* _What you should do_
The whole listing below should be duplicated exactly, with nothing left out.

* _Input for this task_
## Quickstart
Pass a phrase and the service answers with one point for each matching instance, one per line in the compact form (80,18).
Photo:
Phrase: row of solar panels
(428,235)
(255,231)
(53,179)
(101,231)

* _Exercise response_
## Quickstart
Pass a phrase and the service answers with one point for each matching instance, one per line in the compact form (80,18).
Photo:
Phrase: row of solar panels
(428,235)
(255,231)
(53,179)
(101,231)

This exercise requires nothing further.